Excerpted passage -
....................
Relevance : GS 2(Health , Governance)

Key Findings – Prevalence

  • Overall Prevalence: ~20% of adults aged ≥45 years had diabetes in 2019.
  • Gender Parity: Men – 19.6%; Women – 20.1% (negligible difference).
  • Urban–Rural Gap: Urban – 30% prevalence; Rural – 15% (2x higher in urban).
  • Regional Variation:
    • Highest rates (age-adjusted): Chandigarh (36.9%), Puducherry (36%), Kerala (36%).
    • Highest absolute numbers: Tamil Nadu (6.1M), Maharashtra (5.8M), Uttar Pradesh (4.7M).
    • Southern States: Higher prevalence; Central & NE States: Lower prevalence.

Awareness & Diagnosis

  • Undiagnosed Burden: ~20 million Indians aged ≥45 years had undiagnosed diabetes.
  • Unaware Patients: 40% of diabetics did not know they had the disease.
  • Elderly (60+) Undiagnosed: ~8%.
....................
Questions -
**a.** According to the diabetes prevalence notes, which state had the highest absolute number of people with diabetes, and how many?
**b.** Write the next part of the diabetes prevalence notes, picking up after their final line.
The rows that follow have nothing to do with the diabetes prevalence notes.

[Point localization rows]
....................
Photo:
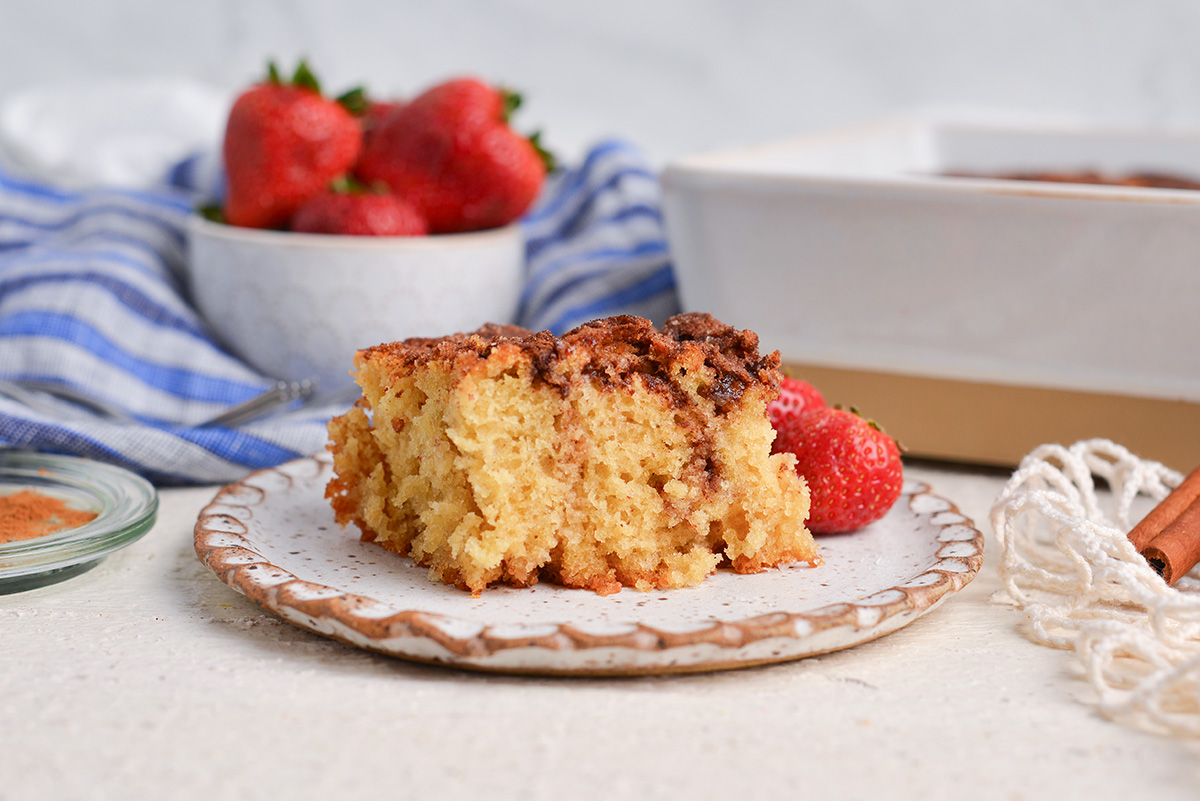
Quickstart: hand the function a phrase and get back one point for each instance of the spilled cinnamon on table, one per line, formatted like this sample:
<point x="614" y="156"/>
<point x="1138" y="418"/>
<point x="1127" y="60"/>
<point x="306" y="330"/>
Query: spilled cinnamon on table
....................
Exercise results -
**a.** Tamil Nadu, with 6.1 million.

**b.**
  • Awareness Rate: ~60% of diabetics knew of their condition.

Treatment & Control

  • Treatment Coverage: Once aware, 94% received treatment – a high compliance rate.
  • Control Rates (among those diagnosed):
    • Glycaemic control: 46%
    • Blood pressure control: 59%
    • Lipid-lowering medication use: Only 6% (low, despite cardiovascular risk).
  • Treatment Status:
    • Untreated diabetes: 5% of ≥45 population.
    • Under-treated diabetes: 47% of diagnosed cases.
    • Adequately treated diabetes: 36%.

Public Health Implications

  • Epidemiological Transition: Rising prevalence linked to economic development, urbanisation, sedentary lifestyles, dietary changes.
  • Screening Gap: High undiagnosed proportion → Need for universal screening in primary healthcare.
  • Awareness-to-Treatment Conversion: Strong (94%) → Campaigns can have significant impact.
  • Control Gaps: Even with treatment, less than half achieve optimal blood sugar control; lipid management grossly neglected.

Policy & Programmatic Takeaways

  • Scale-up Priorities:
    • Universal diabetes screening for ≥40 age group.
    • Strengthen NPCDCS (National Programme for Prevention & Control of Cancer, Diabetes, Cardiovascular Diseases & Stroke).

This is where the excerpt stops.